======== Records provided ========

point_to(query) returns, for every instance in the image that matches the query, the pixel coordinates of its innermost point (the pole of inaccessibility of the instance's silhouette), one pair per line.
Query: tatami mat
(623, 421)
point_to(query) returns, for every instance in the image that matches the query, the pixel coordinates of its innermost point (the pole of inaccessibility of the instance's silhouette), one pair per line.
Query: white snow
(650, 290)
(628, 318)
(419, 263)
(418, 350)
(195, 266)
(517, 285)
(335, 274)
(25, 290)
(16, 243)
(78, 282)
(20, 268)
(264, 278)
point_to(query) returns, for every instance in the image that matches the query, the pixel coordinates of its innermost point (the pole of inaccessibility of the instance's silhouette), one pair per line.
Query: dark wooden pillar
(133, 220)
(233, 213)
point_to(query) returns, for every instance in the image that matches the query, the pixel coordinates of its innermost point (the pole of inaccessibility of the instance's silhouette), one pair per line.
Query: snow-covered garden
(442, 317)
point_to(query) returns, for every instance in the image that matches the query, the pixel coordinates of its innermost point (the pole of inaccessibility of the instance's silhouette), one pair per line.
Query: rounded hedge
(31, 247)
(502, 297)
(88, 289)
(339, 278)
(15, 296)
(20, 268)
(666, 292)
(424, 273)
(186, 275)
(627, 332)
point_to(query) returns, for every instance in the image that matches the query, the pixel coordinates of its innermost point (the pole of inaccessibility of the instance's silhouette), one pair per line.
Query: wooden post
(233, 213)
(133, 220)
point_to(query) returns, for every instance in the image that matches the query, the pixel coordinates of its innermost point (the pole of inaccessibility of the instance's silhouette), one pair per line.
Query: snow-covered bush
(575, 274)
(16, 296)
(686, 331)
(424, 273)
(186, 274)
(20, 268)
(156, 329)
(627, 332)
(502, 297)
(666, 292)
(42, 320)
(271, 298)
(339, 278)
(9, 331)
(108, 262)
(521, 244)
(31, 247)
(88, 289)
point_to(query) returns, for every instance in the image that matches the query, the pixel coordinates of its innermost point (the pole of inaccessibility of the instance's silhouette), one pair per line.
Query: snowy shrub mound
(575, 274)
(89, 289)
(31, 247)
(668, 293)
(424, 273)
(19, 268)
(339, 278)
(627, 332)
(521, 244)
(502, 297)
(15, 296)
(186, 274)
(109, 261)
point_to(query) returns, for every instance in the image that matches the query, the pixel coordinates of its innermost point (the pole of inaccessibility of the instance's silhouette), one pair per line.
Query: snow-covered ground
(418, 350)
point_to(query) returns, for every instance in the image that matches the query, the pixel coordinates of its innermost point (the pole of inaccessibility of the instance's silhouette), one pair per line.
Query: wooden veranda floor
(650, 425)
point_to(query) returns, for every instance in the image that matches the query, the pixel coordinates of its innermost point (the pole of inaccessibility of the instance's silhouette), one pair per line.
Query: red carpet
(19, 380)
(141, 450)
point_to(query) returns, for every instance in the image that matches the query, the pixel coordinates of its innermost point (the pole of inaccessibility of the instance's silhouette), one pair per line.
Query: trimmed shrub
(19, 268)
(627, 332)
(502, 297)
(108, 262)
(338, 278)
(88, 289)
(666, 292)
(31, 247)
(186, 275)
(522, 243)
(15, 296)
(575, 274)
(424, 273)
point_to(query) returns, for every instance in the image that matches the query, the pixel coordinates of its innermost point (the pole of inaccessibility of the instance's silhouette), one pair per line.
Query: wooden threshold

========

• _Your task_:
Output all of the material, please, exactly as it stands.

• _Exercise response_:
point_to(query) returns, for every instance in the image that matches the query, the pixel coordinates of its innermost point (the pole of inaccessibility of the instance's silhouette), one pair per line.
Query: tatami mat
(623, 421)
point_to(query) returns, for every instance in the image that matches the query, the pixel coordinates of its innermost point (the pole of inaccessibility of the instance's silhouette), one pair per line.
Query: white snow
(650, 290)
(628, 318)
(419, 263)
(418, 350)
(195, 266)
(517, 285)
(335, 274)
(25, 290)
(16, 243)
(78, 282)
(20, 268)
(264, 278)
point_to(query) returns, for every instance in the image that matches the query, the pixel coordinates of its innermost point (the pole of inaccessibility of the instance's silhouette), one pair per line.
Query: dark wooden pillar
(133, 220)
(233, 213)
point_to(query) returns, for every instance in the image that matches the query, the pixel coordinates of its innermost point (the pole of inaccessibility of the instance's silhouette), one pair per line.
Query: snow-covered garden
(442, 317)
point_to(query) returns, for every instance in the image that matches the query, the pixel coordinates of its innermost point (the pole of inaccessibility of the instance's silhouette), one pair per line.
Query: rounded hedge
(31, 247)
(502, 297)
(88, 289)
(339, 278)
(15, 296)
(20, 268)
(666, 292)
(424, 273)
(186, 275)
(627, 332)
point_to(query) returns, for every instance in the image that matches the query, the pixel coordinates of its innermost point (the pole of inaccessibility of the instance's silhouette), one pair per line.
Query: wooden post
(233, 213)
(133, 220)
point_to(query) returns, for every instance in the image that matches the query, the pixel coordinates of its innermost point (the pole of inaccessibility of the instance's silhouette), one pair per line.
Query: snow-covered bush
(575, 274)
(16, 296)
(686, 331)
(424, 273)
(186, 274)
(20, 268)
(156, 329)
(627, 332)
(502, 297)
(666, 292)
(42, 320)
(271, 298)
(339, 278)
(9, 331)
(108, 262)
(521, 244)
(31, 247)
(88, 289)
point_to(query) returns, for every instance in the image that matches the query, the pixel coordinates of its innermost point (the pole of inaccessibility of the instance's silhouette), one pair per line.
Query: snowy shrub mound
(575, 274)
(89, 289)
(31, 247)
(668, 293)
(424, 273)
(19, 268)
(339, 278)
(627, 332)
(521, 244)
(502, 297)
(15, 296)
(186, 274)
(109, 261)
point_to(query) returns, for every instance in the image that matches the query, the pixel coordinates of its innermost point (the pole of inaccessibility of the instance's silhouette), one pair per line.
Query: snow-covered ground
(418, 350)
point_to(query) returns, for every instance in the image that matches the query, the pixel coordinates of its innermost point (the pole of inaccessibility of the instance's silhouette), one pair per line.
Query: wooden veranda floor
(650, 425)
point_to(query) returns, for every instance in the image that matches the query, the pixel coordinates of its innermost point (the pole of inaccessibility of the instance's silhouette), one pair per line.
Query: red carpet
(19, 380)
(141, 450)
point_to(query) returns, for every instance in the image that matches the query, the pixel coordinates of its innermost point (the pole of inaccessibility of the instance's silhouette), one pair per line.
Query: trimmed shrub
(19, 268)
(627, 332)
(502, 297)
(108, 262)
(338, 278)
(88, 289)
(666, 292)
(31, 247)
(186, 275)
(522, 243)
(15, 296)
(575, 274)
(424, 273)
point_to(query) returns, for every instance in the image that matches the query, the pixel coordinates of its innermost point (the pole of inaccessibility of the instance's silhouette), one pair per line.
Query: wooden threshold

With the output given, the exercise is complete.